▶ _EXTRACT TO READ_

* * * *

• Suppliers

    Unleash the power of the TenByTen6410

    The TenByTen6410 is a power house, no question. However, coming from the MINI2440v2 the visual effects and performance are not as “earth shaking” as expected or hoped for. Are you one of those users who feels disappointed by the graphical performance? Do you want to know what you have not done right in the past or even now?

    In this five part series of How To's, Sven explains step by step how to unleash the hidden power within the S3C6410, and how to make pleasant GUIs for the MINI2440 and TenByTen6410 boards.

    • Part I discusses the hardware and some common principles
    • Part II dives deep into the TFT controller (virtual screens, panning and more)
    • Part III explains how to create stunning visuals just by using the TFT controller at its max
    • Part IV helps to understand the principles of hardware 2D acceleration
    • Part V squeezing everything together into UltimaGUI

    Part I

    Why do vanilla/dev/fb0, directFB, SDL and XORG disappoint?

    Did you buy an S3C6410 based board and expected razor sharp visuals at astounding speeds as those you grew used to on your iPhone?  Did you try several packages from debian/emdebian and they all disappointed you? Well, that was expected! Don’t get me wrong here, the graphics are "OK", but it should be better, MUCH better, and we’ll show you how to do it.

    To understand why they're disappointing in the way they currently are, we will have to understand what is going on in our system.

    Let’s say we connect a 7inch (800x480px) display, like the MegaDisplay 7 or other ones to our board. I know that this is a red flag for a lot of you, because of bad experiences. However it is also by far Hiteg's best selling display, thus support is needed.

* * * *

▶ _DESCRIPTION OF THE TASK_
Reproduce verbatim the passage of the TenByTen6410 article starting with "The TenByTen6410 is" and going on through "and TenByTen6410 boards.".

* * * *

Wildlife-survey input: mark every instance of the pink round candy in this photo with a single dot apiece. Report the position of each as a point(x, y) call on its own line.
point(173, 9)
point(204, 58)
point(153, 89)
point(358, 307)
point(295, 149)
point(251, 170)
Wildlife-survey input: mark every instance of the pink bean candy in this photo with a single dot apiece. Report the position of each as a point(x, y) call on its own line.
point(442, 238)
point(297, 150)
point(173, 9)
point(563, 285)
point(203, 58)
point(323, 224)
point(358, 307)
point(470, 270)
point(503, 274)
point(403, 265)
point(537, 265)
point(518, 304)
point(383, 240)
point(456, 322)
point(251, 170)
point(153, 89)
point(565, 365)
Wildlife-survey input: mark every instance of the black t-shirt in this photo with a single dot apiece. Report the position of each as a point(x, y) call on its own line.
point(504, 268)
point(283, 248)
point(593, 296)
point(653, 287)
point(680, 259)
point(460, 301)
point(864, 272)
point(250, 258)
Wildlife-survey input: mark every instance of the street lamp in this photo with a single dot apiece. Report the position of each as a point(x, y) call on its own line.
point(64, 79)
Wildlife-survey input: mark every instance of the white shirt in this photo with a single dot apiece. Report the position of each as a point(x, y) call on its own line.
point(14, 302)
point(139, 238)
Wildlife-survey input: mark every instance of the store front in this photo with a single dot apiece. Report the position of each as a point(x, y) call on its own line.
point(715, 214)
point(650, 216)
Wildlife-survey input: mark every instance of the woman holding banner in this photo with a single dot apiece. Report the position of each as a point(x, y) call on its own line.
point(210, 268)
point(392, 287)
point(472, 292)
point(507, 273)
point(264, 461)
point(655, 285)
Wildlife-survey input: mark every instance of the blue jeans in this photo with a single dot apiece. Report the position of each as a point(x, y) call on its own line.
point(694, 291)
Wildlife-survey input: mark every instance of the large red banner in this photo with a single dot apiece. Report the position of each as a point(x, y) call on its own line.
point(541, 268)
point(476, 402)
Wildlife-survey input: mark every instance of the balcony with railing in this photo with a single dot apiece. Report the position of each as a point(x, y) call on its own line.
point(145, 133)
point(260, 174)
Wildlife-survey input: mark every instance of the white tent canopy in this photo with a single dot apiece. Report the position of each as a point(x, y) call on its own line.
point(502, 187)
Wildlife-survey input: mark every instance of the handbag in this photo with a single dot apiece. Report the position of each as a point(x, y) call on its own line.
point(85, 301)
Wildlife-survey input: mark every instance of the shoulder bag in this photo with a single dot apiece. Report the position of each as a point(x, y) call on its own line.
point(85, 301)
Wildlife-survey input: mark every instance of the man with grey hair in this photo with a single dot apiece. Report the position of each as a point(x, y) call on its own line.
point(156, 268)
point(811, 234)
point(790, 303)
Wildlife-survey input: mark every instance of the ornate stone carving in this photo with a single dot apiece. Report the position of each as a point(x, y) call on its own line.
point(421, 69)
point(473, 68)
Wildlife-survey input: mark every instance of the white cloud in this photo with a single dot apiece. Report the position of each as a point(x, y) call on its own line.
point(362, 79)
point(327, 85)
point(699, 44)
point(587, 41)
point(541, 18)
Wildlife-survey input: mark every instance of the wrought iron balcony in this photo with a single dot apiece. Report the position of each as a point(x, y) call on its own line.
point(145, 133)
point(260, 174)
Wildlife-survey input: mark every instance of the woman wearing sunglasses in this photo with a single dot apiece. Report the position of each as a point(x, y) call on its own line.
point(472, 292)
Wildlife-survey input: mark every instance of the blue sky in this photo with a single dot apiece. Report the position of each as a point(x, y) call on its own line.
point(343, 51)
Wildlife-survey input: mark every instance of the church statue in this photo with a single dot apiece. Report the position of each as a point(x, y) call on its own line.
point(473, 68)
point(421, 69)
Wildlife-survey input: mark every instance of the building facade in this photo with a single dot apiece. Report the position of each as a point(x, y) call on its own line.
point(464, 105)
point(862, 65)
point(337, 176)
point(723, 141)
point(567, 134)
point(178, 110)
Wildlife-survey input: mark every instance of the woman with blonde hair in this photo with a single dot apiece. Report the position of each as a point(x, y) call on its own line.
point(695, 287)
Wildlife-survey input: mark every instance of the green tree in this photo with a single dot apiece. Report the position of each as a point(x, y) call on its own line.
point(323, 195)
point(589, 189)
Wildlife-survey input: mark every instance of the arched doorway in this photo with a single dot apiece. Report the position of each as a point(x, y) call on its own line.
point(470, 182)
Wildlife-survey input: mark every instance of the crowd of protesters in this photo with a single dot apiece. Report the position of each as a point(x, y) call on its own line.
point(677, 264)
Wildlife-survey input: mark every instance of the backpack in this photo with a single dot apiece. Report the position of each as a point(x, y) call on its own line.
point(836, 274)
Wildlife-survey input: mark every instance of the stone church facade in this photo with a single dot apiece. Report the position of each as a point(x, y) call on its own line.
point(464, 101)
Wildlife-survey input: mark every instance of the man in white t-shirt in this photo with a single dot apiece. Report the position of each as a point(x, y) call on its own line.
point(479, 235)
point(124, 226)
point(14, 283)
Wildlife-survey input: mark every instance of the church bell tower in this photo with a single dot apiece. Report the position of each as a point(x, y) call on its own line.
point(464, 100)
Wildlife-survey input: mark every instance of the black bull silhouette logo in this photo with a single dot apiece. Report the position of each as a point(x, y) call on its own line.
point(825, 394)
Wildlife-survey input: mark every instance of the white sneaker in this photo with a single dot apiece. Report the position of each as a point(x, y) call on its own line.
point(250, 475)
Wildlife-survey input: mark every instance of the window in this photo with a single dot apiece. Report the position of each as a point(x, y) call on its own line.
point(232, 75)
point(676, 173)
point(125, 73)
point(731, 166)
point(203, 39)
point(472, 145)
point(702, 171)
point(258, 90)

* * * *

▶ _FINISHED EXERCISE_
The TenByTen6410 is a power house, no question. However, coming from the MINI2440v2 the visual effects and performance are not as “earth shaking” as expected or hoped for. Are you one of those users who feels disappointed by the graphical performance? Do you want to know what you have not done right in the past or even now?

    In this five part series of How To's, Sven explains step by step how to unleash the hidden power within the S3C6410, and how to make pleasant GUIs for the MINI2440 and TenByTen6410 boards.